> _PROBLEM TO SOLVE_:
Please print every line from the one containing "Could you please indicate the person" through the last line of the records below, exactly as written and nothing more.

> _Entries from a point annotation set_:
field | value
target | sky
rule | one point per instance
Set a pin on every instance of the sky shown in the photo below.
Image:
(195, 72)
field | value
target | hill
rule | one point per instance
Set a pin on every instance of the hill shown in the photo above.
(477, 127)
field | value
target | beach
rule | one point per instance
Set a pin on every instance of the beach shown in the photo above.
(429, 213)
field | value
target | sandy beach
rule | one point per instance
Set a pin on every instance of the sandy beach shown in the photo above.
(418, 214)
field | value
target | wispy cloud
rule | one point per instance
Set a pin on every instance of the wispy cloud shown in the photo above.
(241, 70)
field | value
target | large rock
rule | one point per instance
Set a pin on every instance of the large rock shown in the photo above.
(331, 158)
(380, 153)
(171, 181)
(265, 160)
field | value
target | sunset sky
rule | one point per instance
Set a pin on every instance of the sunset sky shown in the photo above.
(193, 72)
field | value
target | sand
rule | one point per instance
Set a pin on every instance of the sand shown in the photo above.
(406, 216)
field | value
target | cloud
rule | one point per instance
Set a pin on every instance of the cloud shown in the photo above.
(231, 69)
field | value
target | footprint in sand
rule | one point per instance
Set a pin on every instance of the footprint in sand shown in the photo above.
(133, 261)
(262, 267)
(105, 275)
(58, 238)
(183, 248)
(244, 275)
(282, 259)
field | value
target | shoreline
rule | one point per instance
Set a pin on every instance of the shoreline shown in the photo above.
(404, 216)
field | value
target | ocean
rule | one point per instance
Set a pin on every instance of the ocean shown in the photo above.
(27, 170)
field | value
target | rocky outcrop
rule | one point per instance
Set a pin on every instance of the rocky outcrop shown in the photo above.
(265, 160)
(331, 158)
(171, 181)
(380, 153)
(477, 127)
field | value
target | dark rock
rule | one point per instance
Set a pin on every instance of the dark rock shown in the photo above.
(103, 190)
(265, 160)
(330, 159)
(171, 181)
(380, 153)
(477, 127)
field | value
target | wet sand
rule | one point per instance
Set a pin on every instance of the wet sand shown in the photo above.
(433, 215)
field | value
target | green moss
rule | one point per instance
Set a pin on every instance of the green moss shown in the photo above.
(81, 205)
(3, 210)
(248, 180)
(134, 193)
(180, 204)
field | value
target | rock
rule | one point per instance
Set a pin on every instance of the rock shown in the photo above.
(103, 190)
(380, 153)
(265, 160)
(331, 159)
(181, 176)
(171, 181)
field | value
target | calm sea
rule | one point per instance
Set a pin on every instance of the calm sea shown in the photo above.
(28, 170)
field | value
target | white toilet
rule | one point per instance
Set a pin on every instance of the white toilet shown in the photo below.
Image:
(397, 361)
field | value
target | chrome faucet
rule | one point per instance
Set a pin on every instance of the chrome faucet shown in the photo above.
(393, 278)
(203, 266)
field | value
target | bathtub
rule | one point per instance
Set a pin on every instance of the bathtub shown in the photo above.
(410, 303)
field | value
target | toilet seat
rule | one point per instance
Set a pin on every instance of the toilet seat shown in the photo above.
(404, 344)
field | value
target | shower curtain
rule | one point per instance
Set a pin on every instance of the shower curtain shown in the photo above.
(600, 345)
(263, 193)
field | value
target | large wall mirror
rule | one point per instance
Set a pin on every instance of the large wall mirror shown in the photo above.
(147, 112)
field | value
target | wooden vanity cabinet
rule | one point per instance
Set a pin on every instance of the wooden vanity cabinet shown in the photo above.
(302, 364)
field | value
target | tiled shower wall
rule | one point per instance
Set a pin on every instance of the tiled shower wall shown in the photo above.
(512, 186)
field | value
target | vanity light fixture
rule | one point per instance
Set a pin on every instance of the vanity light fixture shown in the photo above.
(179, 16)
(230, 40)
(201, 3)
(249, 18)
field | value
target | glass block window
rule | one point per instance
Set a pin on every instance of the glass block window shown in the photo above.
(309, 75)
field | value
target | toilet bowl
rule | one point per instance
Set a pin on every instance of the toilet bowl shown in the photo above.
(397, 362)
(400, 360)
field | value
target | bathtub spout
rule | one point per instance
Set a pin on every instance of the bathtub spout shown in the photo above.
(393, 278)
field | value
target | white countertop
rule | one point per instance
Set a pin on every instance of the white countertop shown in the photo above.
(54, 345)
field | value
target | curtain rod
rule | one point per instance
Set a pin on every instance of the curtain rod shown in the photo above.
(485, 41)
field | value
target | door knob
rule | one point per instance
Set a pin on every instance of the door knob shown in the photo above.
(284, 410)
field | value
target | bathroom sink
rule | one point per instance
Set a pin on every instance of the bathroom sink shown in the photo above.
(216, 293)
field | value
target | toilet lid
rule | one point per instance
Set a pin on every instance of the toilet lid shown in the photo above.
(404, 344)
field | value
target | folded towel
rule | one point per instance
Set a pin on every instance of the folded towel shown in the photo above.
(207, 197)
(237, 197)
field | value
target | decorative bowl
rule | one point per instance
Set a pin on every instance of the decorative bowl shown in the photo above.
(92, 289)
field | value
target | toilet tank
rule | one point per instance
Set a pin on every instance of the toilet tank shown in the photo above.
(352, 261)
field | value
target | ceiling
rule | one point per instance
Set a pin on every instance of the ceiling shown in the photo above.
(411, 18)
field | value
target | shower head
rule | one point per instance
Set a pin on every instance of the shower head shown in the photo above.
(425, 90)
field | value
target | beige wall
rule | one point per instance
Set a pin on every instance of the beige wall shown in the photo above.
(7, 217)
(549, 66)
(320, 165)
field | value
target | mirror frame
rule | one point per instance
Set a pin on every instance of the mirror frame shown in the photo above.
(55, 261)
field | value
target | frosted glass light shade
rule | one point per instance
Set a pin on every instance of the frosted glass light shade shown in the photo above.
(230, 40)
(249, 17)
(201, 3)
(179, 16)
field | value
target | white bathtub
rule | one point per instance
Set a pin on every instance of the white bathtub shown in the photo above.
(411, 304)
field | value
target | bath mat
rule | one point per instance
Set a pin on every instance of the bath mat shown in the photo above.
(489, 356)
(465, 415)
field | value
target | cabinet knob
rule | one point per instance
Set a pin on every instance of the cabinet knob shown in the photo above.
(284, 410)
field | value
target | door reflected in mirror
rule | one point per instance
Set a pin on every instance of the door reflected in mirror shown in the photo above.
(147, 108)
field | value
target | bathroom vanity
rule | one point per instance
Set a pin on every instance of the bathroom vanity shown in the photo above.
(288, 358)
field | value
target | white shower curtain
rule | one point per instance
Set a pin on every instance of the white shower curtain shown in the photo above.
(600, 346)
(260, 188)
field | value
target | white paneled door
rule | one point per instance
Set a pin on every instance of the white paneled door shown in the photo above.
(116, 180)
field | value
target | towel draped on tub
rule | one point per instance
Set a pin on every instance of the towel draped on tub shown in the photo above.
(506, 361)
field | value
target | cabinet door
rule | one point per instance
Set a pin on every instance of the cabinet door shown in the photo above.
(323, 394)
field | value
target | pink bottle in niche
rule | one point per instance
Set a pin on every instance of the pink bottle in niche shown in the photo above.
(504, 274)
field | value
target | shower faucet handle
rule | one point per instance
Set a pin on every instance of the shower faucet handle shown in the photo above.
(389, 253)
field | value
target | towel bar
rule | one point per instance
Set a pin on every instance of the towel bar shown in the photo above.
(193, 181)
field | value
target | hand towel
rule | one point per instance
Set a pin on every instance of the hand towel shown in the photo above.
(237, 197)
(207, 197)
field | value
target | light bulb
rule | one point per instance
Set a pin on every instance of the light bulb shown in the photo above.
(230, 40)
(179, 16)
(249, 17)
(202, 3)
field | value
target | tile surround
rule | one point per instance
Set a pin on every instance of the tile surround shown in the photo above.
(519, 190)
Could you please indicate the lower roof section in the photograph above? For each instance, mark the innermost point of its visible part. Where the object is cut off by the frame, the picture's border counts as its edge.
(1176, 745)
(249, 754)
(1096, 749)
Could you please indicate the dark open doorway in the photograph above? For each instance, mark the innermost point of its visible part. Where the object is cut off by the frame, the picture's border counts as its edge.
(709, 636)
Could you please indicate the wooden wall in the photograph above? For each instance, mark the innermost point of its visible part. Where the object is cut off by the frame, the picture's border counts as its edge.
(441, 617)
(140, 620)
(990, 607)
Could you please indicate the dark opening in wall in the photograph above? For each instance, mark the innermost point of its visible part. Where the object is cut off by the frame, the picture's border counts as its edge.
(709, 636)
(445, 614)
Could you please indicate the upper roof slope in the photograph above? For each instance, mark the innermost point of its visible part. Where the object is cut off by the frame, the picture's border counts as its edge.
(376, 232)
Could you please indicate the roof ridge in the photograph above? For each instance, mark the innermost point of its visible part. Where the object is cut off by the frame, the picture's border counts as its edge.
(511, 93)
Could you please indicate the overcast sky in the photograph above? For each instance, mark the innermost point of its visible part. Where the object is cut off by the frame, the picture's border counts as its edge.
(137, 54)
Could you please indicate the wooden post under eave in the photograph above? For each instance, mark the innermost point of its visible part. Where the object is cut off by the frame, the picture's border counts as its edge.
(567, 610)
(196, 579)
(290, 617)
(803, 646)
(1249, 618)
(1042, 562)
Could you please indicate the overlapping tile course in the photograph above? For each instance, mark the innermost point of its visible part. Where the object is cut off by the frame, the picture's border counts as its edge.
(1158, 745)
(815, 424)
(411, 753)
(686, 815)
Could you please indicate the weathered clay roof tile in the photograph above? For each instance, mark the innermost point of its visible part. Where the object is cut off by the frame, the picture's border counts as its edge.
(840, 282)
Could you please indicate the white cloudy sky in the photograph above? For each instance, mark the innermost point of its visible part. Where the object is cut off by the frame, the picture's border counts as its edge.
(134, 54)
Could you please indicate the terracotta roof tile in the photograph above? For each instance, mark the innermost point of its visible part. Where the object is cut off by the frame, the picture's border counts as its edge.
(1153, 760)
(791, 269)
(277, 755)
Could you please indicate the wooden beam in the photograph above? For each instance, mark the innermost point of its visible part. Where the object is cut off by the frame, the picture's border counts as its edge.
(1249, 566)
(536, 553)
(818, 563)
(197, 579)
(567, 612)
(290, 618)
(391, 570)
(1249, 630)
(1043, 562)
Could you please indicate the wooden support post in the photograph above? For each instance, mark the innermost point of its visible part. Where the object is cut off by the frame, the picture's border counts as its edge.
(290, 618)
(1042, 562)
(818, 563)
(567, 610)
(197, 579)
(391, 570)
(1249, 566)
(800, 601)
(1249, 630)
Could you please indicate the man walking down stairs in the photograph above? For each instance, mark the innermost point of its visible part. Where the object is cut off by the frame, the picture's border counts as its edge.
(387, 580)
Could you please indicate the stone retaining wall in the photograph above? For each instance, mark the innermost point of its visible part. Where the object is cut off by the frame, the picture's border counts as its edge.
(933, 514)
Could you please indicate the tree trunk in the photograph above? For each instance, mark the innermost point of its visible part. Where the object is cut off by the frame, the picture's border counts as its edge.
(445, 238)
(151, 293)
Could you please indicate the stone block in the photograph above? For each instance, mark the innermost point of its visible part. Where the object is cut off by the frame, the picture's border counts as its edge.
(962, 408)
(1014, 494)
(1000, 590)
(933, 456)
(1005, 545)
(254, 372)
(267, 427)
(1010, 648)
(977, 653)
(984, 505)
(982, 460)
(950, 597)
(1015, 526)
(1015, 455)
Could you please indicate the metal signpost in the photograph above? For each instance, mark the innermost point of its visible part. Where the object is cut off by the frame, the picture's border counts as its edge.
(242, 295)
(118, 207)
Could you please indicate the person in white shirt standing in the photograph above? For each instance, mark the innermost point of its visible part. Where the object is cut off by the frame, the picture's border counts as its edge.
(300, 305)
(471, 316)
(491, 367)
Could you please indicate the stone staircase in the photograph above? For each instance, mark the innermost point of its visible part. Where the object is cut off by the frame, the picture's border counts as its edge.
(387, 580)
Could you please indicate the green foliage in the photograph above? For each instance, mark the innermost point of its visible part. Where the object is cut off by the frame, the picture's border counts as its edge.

> _FINAL RESULT_:
Could you please indicate the person in white shirt standing in the photograph above? For each instance, mark the innermost point of its visible part. Where the object is cut off by the frame, the picture's border counts as its edge.
(300, 305)
(471, 316)
(491, 367)
Could you please indicate the stone staircase in the photograph above? For each instance, mark the innermost point of its visible part. Where the object is cut off by the frame, the picture's border counts as its edge.
(387, 580)
Could you please indicate the green foliage in the photograph above? For each instance, mark the innermost point of its visible part. Where the object is cut off by the frame, the picture's border counts as its edge.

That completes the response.